Rewrite everything from the line containing "of the large" down to the line containing "Target: large boulder", replacing "keypoint" with "landmark" and changing nothing else.

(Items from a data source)
::::

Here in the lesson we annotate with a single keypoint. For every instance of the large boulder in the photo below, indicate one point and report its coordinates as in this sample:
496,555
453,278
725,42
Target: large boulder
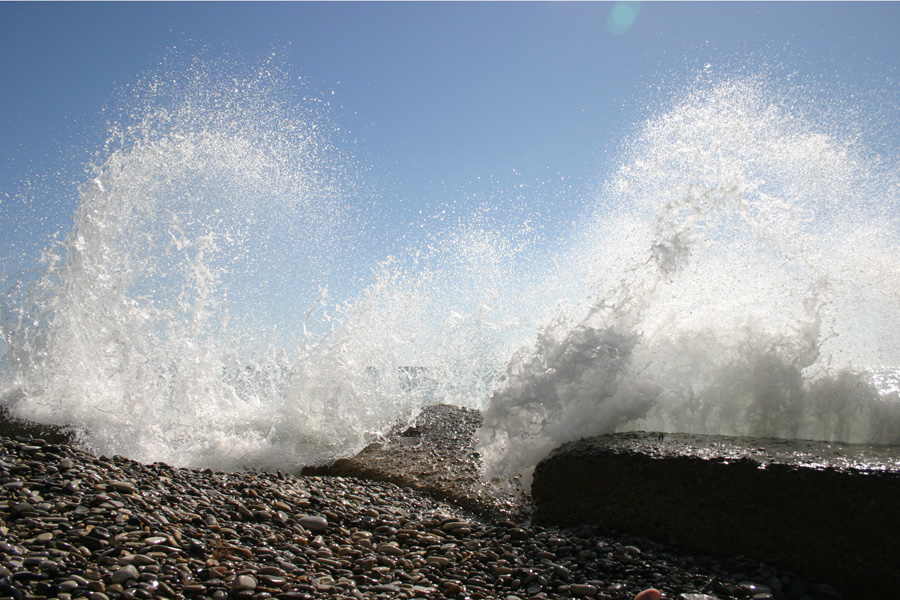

::::

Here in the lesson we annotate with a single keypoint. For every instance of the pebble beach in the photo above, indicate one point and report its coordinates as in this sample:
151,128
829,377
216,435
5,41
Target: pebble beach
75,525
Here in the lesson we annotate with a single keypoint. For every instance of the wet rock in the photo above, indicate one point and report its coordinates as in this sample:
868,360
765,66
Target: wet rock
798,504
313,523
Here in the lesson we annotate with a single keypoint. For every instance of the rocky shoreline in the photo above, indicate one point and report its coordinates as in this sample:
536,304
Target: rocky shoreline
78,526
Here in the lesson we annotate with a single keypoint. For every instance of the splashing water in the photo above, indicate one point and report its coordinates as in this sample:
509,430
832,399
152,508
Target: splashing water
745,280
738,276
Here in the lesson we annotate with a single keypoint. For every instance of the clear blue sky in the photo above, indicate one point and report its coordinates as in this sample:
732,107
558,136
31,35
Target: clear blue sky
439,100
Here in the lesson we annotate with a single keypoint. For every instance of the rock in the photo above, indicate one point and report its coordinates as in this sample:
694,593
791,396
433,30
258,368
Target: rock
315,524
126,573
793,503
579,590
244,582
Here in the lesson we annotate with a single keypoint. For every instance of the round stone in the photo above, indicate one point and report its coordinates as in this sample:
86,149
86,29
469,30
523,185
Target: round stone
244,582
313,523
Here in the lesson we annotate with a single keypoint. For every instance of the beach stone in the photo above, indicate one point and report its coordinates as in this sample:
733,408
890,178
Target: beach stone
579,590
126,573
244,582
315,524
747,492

::::

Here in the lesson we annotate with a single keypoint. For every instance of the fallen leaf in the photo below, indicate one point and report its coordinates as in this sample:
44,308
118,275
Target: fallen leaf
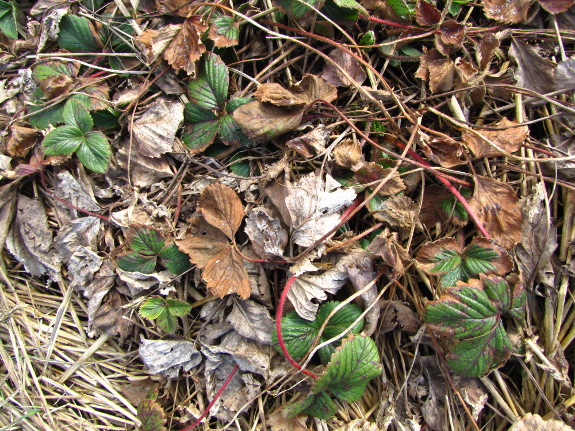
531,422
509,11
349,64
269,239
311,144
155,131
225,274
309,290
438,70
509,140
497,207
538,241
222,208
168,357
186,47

::::

Result for this exercise:
Here in the lesson we annotate with a single landmark. For every instance of the large boulder in the photo below, indicate one point and report its coordinates as in this sample:
496,555
453,278
725,42
Target: large boulder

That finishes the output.